Conscient de l’enjeu dans les années 1990, le gouvernement finlandais décide alors du premier pilier de sa politique logement : accroître le stock de logements abordables. Pour faire face à un marché de la construction de logements spéculatif (surtout dans les grandes villes), il développe alors le logement social et oblige les développeurs privés à construire au moins 25% de logements abordables. En parallèle, le gouvernement finance aussi la construction d’hébergements d’urgence pour prendre en charge les sans-abris.
Cette première politique du logement porte ses fruits au départ mais, malgré un élan prometteur, l’efficacité de cette politique ralentit et le nombre de SDF stagne. C’est alors que la Finlande élabore son deuxième (et principal) pilier de la politique du logement : la politique du logement d’abord (ou “housing first”). Au lieu d’héberger temporairement des SDF dans des logements d’urgence en attendant qu’ils trouvent leur propre logement (ce qui se révèle pour beaucoup être un parcours du combattant puisque, sans stabilité dans un logement temporaire et en proie à des problèmes psychologiques pour certains, ils ne parviennent pas à trouver un emploi et donc à trouver un logement), la Finlande décide de leur attribuer un logement le plus vite possible, tout en leur offrant un soutien médical, psychologique, financier et en les formant. Cette politique généreuse coûte cher au départ mais les résultats sont là : le nombre de personnes sans-abris diminue fortement. Aujourd’hui, grâce aux économies faites sur les hébergements temporaires (remplacés peu à peu par des logements), la Finlande ne dépense plus que 0,9% de son PIB dans des aides au logement (alors que certains pays comme le Royaume-Uni dépensent 1,4% pour des résultats bien moindres).
Une source d’inspiration pour les autres pays ?
Préconisée par les associations, la politique du logement d’abord s’invite de plus en plus dans le débat public. Cependant, même si les expérimentations se sont révélées efficaces, les mises en place nationales ont eu un impact limité car elles ont été appliquées de manière partielle et/ou ont été accompagnées d’une baisse des dépenses.
━━━━━━━━━━━━━━━━━━━━
* À faire
[1] Dans l'extrait sur la politique du logement en Finlande, quels adjectifs qualifient le « soutien » offert aux sans-abris auxquels on attribue un logement ?
[2] Reproduisez le passage de l'extrait sur la politique du logement en Finlande qui commence à « Préconisée par les » et se termine à « baisse des dépenses. ».

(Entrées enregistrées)
━━━━━━━━━━━━━━━━━━━━
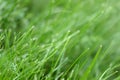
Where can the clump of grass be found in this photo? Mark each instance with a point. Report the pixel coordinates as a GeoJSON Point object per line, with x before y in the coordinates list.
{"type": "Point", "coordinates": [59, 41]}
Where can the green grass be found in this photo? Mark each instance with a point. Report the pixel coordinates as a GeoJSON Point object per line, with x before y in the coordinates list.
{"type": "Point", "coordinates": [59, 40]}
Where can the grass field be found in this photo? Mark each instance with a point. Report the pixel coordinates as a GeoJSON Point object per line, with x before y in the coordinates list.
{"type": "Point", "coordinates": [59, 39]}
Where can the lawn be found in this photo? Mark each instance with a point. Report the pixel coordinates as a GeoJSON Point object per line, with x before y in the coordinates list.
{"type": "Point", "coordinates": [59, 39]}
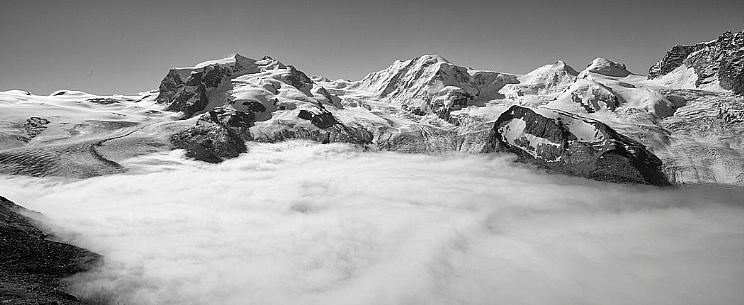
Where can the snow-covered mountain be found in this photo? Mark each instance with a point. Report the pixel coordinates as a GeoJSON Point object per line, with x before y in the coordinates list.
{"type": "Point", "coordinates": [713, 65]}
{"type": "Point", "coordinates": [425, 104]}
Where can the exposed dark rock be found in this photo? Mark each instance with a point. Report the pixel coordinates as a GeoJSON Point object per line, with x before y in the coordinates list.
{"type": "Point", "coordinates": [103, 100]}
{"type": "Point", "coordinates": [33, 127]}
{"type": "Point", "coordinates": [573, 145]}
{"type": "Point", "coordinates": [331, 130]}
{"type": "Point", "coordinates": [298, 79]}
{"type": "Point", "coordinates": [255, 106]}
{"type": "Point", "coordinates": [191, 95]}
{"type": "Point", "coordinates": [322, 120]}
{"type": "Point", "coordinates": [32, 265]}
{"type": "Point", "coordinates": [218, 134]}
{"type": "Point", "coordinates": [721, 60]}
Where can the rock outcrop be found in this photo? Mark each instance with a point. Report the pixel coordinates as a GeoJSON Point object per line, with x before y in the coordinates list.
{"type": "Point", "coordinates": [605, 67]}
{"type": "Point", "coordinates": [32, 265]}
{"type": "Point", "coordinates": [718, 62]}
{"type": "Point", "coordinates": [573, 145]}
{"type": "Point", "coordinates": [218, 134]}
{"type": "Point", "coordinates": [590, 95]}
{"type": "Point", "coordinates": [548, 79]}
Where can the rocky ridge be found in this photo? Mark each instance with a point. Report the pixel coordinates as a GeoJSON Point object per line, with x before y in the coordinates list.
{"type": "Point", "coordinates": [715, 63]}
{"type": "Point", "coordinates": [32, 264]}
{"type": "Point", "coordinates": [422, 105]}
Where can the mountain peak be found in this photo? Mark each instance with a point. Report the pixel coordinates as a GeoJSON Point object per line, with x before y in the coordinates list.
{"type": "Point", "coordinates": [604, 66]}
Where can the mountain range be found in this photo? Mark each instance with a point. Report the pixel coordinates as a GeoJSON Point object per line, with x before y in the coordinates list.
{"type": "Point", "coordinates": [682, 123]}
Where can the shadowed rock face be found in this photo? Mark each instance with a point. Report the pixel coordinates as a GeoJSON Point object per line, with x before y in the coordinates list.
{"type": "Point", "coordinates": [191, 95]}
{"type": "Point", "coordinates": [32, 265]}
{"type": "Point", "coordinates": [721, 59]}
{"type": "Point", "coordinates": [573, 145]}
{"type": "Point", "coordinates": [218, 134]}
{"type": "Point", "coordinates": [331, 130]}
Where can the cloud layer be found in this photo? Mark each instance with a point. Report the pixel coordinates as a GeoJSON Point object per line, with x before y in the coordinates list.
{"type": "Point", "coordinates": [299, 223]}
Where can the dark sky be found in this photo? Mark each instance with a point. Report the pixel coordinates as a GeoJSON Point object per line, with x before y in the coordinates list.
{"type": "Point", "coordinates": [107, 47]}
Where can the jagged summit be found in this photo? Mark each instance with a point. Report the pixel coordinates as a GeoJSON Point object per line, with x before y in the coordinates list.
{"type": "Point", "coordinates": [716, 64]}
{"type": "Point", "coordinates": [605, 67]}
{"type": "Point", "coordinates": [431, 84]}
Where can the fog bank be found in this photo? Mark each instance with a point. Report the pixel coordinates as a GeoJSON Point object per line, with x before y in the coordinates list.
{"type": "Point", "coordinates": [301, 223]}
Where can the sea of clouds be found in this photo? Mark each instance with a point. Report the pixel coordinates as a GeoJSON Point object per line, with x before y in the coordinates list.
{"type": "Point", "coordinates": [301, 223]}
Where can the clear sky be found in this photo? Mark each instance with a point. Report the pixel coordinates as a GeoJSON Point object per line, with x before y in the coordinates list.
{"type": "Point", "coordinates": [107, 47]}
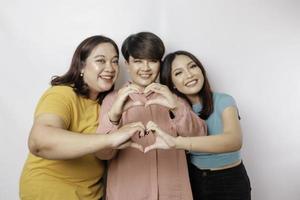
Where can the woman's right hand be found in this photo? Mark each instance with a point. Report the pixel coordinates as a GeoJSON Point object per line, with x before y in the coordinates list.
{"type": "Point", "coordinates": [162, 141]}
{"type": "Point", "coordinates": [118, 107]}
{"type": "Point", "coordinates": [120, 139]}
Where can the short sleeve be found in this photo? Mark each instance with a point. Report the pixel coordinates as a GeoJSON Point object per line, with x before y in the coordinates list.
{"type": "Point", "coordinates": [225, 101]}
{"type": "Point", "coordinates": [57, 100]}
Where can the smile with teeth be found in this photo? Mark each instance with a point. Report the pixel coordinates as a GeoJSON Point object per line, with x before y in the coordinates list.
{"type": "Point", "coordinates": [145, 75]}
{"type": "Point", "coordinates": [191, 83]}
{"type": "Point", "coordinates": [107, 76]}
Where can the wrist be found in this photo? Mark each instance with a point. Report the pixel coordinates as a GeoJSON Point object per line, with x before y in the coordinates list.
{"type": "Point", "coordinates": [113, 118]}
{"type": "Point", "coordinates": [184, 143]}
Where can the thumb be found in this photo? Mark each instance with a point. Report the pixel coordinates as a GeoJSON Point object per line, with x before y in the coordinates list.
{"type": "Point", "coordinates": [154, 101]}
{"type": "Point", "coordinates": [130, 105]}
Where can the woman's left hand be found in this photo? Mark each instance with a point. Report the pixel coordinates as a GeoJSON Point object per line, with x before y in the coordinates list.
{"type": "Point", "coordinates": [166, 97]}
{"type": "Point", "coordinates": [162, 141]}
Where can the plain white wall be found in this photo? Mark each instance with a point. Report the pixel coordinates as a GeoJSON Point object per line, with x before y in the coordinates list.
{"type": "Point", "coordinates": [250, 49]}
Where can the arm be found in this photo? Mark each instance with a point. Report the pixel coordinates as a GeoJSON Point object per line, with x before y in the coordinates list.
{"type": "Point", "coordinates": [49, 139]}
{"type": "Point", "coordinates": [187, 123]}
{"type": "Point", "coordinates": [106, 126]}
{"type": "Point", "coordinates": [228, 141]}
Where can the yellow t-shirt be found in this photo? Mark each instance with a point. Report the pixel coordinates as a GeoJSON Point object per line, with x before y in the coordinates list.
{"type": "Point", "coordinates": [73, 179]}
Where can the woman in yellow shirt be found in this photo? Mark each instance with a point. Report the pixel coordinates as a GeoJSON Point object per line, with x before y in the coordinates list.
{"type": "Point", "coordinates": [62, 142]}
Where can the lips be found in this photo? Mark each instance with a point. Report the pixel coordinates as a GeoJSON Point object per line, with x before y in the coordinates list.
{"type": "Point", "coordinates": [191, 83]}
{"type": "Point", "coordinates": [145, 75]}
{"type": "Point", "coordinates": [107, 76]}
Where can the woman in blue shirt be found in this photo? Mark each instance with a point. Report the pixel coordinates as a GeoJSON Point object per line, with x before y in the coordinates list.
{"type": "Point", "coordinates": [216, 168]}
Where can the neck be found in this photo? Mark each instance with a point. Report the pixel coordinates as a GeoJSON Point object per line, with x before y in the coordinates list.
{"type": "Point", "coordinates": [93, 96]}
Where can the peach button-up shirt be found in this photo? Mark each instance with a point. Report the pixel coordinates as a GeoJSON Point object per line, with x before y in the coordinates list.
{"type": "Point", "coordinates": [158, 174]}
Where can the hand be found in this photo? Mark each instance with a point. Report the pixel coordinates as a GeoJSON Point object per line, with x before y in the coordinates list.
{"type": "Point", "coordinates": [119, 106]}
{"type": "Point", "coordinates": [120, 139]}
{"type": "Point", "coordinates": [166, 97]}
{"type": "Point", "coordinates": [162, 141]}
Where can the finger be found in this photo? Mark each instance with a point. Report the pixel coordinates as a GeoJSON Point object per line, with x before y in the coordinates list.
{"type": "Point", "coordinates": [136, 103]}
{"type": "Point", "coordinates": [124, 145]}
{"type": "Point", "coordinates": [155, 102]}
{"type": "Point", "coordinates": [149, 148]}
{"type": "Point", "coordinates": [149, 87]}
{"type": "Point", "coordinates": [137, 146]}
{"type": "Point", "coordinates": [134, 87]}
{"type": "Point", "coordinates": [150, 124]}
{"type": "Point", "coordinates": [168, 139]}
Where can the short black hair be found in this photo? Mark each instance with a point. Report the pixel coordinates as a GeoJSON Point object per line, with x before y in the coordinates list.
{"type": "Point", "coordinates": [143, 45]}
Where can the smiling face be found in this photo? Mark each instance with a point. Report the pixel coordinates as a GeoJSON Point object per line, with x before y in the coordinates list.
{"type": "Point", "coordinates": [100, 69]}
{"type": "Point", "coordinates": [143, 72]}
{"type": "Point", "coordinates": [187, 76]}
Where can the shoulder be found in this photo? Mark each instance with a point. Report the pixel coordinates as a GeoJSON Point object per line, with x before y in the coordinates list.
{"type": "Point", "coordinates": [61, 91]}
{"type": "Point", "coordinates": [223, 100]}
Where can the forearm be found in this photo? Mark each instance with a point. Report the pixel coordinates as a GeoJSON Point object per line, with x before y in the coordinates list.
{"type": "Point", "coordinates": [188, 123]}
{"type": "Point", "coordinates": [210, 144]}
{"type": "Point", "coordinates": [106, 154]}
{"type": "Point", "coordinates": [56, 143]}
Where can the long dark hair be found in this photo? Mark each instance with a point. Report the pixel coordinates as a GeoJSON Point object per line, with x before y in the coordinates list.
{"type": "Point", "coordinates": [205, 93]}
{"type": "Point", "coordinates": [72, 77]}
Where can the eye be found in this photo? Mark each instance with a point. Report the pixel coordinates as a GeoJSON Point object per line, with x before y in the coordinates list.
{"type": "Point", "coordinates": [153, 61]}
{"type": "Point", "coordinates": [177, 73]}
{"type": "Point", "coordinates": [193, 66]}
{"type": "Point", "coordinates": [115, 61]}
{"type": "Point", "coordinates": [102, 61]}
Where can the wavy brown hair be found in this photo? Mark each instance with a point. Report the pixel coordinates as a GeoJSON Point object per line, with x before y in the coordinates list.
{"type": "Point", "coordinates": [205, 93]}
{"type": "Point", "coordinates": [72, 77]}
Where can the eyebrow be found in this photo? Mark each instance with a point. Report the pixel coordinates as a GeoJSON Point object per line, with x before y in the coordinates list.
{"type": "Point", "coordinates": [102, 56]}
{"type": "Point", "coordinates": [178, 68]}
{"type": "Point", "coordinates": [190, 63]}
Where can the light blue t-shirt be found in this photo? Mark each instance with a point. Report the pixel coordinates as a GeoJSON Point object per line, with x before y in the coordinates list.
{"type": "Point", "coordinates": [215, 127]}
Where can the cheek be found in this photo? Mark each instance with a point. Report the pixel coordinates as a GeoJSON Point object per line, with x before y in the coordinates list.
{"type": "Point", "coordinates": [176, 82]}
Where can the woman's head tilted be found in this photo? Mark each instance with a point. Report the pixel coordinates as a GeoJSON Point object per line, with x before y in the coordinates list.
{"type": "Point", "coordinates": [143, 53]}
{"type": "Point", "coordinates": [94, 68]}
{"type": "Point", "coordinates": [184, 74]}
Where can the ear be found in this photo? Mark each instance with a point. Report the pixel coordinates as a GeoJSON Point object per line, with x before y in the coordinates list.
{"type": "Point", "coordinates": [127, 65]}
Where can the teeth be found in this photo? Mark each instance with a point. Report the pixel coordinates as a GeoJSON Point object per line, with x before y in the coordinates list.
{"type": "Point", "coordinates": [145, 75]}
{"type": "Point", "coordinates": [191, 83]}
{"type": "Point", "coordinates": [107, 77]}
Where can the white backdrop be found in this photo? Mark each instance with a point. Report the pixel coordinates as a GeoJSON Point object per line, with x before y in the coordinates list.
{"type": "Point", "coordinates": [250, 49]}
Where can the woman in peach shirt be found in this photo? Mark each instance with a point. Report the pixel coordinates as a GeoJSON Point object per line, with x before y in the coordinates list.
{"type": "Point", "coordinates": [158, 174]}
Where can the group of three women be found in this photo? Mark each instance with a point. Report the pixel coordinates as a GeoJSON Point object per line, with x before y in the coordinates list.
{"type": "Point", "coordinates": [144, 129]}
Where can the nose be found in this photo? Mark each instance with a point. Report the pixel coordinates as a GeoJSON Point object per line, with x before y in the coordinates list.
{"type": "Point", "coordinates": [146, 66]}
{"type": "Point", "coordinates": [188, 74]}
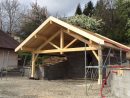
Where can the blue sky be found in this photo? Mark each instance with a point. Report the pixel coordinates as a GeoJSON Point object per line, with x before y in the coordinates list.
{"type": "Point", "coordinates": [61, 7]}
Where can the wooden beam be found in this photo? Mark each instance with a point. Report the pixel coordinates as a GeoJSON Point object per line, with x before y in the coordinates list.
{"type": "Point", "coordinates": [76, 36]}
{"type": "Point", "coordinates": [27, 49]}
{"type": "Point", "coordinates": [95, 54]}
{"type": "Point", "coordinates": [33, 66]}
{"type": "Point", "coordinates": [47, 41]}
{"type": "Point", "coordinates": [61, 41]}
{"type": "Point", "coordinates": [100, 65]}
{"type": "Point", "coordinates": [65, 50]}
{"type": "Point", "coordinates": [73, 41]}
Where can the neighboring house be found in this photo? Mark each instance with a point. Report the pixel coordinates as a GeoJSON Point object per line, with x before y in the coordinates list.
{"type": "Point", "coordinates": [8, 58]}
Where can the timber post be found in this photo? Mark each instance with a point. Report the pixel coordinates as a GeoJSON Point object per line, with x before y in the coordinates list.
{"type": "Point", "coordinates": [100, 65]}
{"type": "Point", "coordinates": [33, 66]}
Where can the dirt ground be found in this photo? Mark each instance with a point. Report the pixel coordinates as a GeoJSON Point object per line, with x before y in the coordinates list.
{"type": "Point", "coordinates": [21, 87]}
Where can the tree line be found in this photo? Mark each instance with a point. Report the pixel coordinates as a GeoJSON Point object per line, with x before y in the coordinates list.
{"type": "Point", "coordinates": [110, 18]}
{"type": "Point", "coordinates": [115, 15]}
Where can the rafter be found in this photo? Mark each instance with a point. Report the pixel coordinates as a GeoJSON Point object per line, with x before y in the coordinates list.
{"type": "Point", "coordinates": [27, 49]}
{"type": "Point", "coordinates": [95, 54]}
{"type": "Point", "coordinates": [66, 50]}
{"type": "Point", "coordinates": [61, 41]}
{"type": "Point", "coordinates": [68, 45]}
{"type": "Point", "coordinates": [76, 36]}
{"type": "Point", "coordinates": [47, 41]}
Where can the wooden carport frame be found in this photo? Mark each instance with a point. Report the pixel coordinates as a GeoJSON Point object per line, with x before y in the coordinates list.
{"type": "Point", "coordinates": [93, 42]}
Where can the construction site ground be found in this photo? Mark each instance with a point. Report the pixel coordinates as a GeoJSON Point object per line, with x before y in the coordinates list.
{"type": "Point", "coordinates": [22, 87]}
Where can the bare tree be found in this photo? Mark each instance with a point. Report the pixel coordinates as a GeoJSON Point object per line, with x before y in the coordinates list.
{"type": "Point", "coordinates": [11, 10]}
━━━━━━━━━━━━━━━━━━━━
* Réponses aux tâches
[1] médical, psychologique, financier

[2]
Préconisée par les associations, la politique du logement d’abord s’invite de plus en plus dans le débat public. Cependant, même si les expérimentations se sont révélées efficaces, les mises en place nationales ont eu un impact limité car elles ont été appliquées de manière partielle et/ou ont été accompagnées d’une baisse des dépenses.